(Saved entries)
- - - - -
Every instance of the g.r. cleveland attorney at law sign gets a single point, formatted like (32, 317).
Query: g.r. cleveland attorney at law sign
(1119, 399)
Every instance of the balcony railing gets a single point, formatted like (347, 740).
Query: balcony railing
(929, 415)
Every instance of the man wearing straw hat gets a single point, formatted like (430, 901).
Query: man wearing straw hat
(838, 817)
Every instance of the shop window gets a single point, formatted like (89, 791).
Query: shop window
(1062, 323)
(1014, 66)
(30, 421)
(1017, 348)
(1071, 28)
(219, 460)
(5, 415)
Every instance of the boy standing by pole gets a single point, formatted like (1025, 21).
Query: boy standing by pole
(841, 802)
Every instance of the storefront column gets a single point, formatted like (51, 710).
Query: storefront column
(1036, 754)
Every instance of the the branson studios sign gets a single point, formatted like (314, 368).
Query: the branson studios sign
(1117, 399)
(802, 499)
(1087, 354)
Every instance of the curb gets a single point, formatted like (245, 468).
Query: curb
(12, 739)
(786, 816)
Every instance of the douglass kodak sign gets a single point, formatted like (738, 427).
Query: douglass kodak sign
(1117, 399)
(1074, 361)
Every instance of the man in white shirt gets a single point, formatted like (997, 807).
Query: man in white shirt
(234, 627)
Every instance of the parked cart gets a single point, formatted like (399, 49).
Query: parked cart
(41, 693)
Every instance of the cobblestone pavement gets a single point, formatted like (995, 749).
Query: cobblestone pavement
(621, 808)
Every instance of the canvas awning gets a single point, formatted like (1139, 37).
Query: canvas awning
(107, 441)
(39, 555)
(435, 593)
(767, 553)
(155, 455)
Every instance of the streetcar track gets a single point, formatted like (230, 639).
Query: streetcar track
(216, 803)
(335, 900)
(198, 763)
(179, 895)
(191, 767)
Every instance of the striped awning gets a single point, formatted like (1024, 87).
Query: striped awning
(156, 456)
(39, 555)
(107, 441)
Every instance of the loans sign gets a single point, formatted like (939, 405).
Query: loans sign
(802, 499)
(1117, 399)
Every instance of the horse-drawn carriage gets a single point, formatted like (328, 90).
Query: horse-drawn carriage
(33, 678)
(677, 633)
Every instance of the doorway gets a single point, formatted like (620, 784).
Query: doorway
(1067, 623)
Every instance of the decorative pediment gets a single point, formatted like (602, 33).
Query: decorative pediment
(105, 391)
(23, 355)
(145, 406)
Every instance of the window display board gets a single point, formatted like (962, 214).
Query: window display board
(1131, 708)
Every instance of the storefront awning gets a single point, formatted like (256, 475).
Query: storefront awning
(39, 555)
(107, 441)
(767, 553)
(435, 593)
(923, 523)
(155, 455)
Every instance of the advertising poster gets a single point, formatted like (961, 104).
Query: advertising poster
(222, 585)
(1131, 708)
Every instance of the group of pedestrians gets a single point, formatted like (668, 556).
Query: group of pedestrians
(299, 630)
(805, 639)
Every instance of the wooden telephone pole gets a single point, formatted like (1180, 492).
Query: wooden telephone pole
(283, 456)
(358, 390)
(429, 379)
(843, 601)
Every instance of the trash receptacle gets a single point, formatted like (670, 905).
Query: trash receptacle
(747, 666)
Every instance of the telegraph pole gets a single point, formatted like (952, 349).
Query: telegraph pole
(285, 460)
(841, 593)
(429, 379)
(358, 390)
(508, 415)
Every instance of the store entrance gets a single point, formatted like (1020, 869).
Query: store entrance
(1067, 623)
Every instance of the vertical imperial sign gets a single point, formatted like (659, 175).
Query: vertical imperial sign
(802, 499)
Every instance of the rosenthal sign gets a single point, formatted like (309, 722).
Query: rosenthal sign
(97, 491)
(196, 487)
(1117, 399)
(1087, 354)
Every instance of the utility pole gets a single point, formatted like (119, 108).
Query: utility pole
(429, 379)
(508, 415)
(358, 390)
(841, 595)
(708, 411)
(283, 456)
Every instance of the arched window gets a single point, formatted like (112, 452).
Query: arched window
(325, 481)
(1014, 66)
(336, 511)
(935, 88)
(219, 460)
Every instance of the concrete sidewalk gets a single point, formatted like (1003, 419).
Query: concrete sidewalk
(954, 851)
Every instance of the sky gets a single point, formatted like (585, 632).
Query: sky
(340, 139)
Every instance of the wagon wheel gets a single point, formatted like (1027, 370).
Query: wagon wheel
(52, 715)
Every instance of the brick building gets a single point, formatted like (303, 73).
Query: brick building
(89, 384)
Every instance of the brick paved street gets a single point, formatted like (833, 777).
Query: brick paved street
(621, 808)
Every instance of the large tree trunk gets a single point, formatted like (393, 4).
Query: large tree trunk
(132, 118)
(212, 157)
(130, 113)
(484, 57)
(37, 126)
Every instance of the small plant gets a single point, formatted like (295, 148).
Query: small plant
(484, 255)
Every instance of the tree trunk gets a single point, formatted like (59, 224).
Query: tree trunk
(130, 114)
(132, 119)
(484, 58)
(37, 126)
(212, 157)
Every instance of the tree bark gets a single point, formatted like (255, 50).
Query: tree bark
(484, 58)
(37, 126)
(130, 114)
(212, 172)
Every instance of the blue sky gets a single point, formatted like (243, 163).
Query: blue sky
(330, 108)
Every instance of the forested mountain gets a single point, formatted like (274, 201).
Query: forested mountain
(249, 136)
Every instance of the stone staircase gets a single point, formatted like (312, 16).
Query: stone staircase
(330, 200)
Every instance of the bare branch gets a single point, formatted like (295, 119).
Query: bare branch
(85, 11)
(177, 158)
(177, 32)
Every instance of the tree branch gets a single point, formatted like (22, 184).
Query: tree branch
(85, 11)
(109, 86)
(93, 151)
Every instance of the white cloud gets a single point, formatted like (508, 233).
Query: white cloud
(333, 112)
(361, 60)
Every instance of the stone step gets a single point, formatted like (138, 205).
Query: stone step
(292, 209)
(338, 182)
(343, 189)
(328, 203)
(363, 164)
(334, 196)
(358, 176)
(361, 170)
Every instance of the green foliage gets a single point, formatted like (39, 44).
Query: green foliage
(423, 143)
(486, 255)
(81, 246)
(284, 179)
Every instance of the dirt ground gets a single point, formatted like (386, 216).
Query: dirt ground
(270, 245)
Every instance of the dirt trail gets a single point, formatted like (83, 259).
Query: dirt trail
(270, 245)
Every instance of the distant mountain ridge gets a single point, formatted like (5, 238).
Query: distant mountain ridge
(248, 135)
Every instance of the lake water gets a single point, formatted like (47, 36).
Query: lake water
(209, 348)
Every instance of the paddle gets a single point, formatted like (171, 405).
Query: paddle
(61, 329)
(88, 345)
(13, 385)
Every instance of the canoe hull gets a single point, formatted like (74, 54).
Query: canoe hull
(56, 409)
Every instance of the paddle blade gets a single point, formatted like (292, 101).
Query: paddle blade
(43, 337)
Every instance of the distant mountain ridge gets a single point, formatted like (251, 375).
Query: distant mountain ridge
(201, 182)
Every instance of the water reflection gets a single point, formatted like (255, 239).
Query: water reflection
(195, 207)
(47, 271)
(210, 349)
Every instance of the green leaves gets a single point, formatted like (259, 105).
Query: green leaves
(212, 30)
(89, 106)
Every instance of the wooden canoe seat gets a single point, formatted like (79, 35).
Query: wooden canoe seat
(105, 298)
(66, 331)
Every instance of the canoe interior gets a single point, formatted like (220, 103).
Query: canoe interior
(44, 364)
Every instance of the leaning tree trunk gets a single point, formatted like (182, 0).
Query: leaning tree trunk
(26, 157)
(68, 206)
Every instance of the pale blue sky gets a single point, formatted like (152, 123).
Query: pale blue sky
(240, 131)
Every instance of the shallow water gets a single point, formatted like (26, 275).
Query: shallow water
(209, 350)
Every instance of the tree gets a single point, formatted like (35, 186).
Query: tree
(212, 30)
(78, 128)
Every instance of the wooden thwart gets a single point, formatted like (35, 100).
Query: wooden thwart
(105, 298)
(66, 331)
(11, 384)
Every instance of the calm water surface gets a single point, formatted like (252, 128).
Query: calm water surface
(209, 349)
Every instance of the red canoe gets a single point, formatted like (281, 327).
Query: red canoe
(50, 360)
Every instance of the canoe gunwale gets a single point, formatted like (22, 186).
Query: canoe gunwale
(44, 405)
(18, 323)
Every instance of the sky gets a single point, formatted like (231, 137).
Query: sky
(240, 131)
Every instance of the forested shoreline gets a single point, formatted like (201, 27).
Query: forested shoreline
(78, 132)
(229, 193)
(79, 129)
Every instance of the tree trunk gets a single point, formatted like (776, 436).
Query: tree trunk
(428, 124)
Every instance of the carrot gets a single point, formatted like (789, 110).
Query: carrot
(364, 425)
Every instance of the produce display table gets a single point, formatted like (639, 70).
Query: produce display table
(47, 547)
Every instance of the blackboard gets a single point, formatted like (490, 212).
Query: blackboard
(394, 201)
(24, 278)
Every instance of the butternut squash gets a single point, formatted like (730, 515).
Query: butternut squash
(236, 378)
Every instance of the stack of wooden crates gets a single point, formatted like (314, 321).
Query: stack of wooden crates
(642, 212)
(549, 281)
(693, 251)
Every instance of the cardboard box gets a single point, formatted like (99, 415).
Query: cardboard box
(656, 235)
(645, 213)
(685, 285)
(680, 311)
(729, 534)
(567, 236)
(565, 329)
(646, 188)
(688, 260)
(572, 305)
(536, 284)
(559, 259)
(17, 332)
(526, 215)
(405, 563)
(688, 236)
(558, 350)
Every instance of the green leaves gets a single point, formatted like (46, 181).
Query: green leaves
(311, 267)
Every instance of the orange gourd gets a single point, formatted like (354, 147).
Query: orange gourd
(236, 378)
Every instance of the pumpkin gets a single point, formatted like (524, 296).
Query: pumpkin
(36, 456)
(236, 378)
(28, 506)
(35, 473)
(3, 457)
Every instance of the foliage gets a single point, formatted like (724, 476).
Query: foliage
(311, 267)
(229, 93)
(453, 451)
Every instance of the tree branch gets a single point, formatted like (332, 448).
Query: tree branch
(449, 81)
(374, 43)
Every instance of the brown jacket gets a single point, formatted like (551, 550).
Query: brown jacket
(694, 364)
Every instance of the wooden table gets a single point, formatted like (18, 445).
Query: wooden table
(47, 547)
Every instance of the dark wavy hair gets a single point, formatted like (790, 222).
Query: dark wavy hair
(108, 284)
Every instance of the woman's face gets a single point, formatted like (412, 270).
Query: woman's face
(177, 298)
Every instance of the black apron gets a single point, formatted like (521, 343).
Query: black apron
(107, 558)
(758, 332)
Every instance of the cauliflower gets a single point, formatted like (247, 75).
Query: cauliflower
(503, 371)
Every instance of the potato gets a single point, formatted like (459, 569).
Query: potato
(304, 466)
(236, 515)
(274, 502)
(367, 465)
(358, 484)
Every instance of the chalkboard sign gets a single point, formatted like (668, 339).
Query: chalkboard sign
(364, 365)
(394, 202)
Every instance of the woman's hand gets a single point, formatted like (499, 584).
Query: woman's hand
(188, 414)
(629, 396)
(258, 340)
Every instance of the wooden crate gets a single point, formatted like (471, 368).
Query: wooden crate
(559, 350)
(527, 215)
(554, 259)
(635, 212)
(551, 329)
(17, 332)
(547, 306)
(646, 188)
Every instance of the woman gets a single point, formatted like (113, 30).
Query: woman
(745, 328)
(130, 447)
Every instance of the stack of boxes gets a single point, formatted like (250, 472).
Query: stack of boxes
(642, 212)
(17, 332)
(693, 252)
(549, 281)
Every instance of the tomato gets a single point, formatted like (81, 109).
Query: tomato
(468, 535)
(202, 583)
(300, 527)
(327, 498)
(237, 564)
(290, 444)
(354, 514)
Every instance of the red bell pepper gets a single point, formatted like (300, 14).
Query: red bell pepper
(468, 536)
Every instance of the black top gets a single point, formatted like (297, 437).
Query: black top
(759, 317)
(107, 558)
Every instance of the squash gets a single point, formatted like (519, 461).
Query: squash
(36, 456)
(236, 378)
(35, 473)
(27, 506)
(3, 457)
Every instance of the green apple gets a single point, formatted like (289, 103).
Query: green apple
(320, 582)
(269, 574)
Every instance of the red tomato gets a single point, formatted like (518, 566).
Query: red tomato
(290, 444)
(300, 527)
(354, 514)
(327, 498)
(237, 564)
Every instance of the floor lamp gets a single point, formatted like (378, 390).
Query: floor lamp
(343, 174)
- - - - -
What are the lines above, starting at the one with "Query: store entrance" and ending at the one with "Every instance of the utility"? Give them again exactly, and only them.

- _Result of this task_
Query: store entrance
(1067, 623)
Every instance of the vertical imperial sign gets a single point, formatted like (659, 175).
Query: vertical imperial sign
(802, 499)
Every instance of the rosenthal sign gets a single point, formatted like (309, 722).
Query: rosenthal sign
(97, 491)
(196, 487)
(1117, 399)
(1087, 354)
Every instance of the utility pole gets a single point, formatted like (119, 108).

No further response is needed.